(Referring expression pointing data)

□ □ □

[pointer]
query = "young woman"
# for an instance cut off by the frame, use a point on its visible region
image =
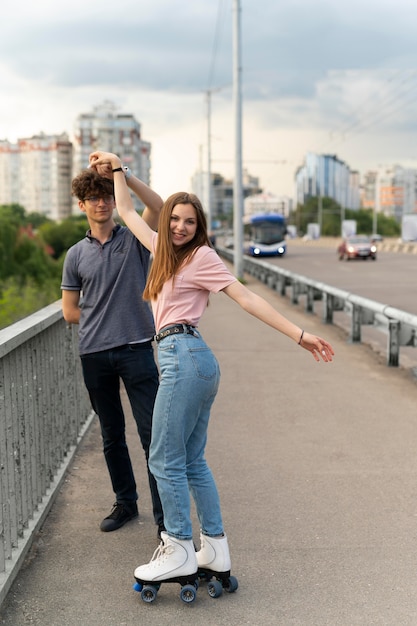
(185, 269)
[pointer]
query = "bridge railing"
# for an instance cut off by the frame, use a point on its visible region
(399, 326)
(44, 410)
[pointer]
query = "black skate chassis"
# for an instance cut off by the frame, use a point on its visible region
(217, 581)
(148, 589)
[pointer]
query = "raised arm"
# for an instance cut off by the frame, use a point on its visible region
(260, 308)
(124, 204)
(152, 200)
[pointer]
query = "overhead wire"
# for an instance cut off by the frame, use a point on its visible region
(383, 100)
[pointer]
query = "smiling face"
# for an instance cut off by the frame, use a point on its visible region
(98, 209)
(183, 224)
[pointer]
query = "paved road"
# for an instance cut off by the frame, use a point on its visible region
(317, 470)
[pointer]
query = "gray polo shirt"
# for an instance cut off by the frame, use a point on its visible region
(111, 278)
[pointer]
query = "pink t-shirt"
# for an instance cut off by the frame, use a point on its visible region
(184, 300)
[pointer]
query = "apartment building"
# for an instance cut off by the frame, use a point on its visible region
(327, 176)
(36, 172)
(106, 129)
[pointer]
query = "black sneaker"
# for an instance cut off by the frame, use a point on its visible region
(121, 513)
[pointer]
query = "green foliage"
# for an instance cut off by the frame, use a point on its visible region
(18, 301)
(32, 250)
(63, 235)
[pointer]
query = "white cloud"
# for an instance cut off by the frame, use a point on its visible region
(323, 76)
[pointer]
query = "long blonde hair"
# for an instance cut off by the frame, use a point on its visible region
(169, 258)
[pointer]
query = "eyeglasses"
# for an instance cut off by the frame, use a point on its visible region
(94, 200)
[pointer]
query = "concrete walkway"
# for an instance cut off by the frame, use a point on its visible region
(317, 470)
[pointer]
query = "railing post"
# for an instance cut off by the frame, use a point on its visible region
(356, 335)
(393, 342)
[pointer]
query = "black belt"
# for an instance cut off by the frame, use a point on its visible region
(174, 330)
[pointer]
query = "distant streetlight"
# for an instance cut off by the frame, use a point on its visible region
(237, 184)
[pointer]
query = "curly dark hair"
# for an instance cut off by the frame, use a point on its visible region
(90, 183)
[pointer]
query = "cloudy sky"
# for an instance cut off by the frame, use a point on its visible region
(325, 76)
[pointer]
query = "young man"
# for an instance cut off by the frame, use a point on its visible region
(108, 269)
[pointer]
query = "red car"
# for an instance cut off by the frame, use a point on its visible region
(357, 247)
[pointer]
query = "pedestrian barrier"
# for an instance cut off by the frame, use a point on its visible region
(400, 326)
(44, 412)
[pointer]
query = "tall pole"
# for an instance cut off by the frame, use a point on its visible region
(237, 185)
(209, 208)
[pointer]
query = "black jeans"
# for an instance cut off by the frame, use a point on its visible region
(135, 365)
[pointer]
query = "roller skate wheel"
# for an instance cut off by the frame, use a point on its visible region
(231, 584)
(214, 589)
(148, 593)
(188, 593)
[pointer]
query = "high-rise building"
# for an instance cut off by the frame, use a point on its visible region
(106, 129)
(36, 173)
(326, 176)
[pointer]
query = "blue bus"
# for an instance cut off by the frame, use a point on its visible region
(265, 234)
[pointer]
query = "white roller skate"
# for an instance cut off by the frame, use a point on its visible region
(174, 561)
(214, 565)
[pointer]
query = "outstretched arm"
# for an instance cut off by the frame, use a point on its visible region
(260, 308)
(124, 204)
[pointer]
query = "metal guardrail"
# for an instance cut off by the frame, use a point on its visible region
(44, 411)
(400, 326)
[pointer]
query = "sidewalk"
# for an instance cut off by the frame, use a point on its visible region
(317, 470)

□ □ □

- **Task details**
Each line above should be returned exactly as written, apart from any pictures.

- **Response to the exercise**
[pointer]
query = "young woman"
# for an instance cut off by the frame, use a point on its visible region
image =
(185, 269)
[pointer]
query = "bridge railing"
# for an instance cut off by the frame, use a point on its visible region
(399, 326)
(44, 410)
[pointer]
query = "black skate chassis"
# for an instance cut off by the frame, use a point on its visible region
(217, 581)
(148, 589)
[pointer]
query = "raised arm"
# for an instance cut off by the frame, use a point on its visible region
(260, 308)
(124, 204)
(152, 200)
[pointer]
query = "overhead wire"
# for an instance cut off by the frame, use a point on its visible region
(383, 100)
[pointer]
query = "smiling face"
# for an instance cut off by the frame, use a point on its visible region
(98, 209)
(183, 224)
[pointer]
query = "paved road"
# for an instance cut off by the frame, use a point on its visible region
(317, 470)
[pointer]
query = "gray polo shirt"
# for an instance cut off by the frame, use a point on its visible region
(111, 278)
[pointer]
query = "pink t-shirt"
# for an instance cut off by the frame, use a point on its visible region
(184, 300)
[pointer]
query = "apartment building"
# for an instance cut off by the frame, use a point on its visible region
(327, 176)
(36, 172)
(106, 129)
[pointer]
query = "black sneaker"
# for an instance cut off by the frame, use a point on its visible region
(121, 513)
[pointer]
query = "green foliage"
# for an instance cut off by the frame, use a point on its visible region
(18, 301)
(32, 250)
(63, 235)
[pointer]
query = "white cloud"
# for an instance cut off by the frame, use a point on its visible region
(323, 76)
[pointer]
query = "long blonde hair"
# for an instance cut off by the frame, use a point on its visible region
(169, 258)
[pointer]
query = "eyeglasses"
# for an instance cut off by the frame, use a point on its visible region
(94, 200)
[pointer]
query = "concrete walkway"
# for an instance cut off by the frame, use a point on its visible region
(317, 470)
[pointer]
query = "railing post"
# for an instance cut off by the frame, use a point on its visible region
(356, 335)
(393, 342)
[pointer]
query = "black belt"
# for an instance cut off by the frame, use a point on its visible region
(174, 330)
[pointer]
query = "distant streetlight"
# for an instance cut off by the frame, use a point on its visible region
(237, 184)
[pointer]
query = "curly dark hair"
# for an instance cut off by the frame, use a point on its visible region
(90, 183)
[pointer]
query = "cloudy sky"
# for an instance cut off by the frame, use a point on its visible region
(325, 76)
[pointer]
query = "young man"
# for an instance cut off by the frame, use a point on its visible region
(108, 269)
[pointer]
query = "red car"
# for an instance cut off by the frame, use a point on its visible region
(357, 247)
[pointer]
query = "pedestrian barrier"
# for an instance cut off by the frame, use a point on its visible region
(400, 326)
(44, 412)
[pointer]
query = "tall pole"
# for an instance cut off by the frame, use a point on its visible region
(237, 185)
(209, 208)
[pointer]
query = "black jeans"
# for an instance cut off by the frame, use a point on its visible region
(135, 365)
[pointer]
query = "roller skate wheel"
# for an instance cut off by the frame, use a point on its visible region
(231, 584)
(214, 589)
(148, 593)
(188, 593)
[pointer]
query = "high-rise building"
# for an instance cut off by the frame, use a point on its visible region
(106, 129)
(36, 173)
(326, 176)
[pointer]
query = "blue bus"
# for an instance cut off by the frame, use a point on its visible region
(265, 234)
[pointer]
query = "white roller skate"
# for an instance cut off by the frame, use a point on its visible region
(174, 561)
(214, 565)
[pointer]
query = "outstretched arm"
# for an instance cut off by the frame, use a point on its visible region
(260, 308)
(124, 204)
[pointer]
query = "metal guardrail"
# for an instance cut off by the frame, use a point on its visible region
(44, 411)
(400, 326)
[pointer]
query = "sidewalk"
# for an instance cut off by the frame, use a point on its visible region
(317, 470)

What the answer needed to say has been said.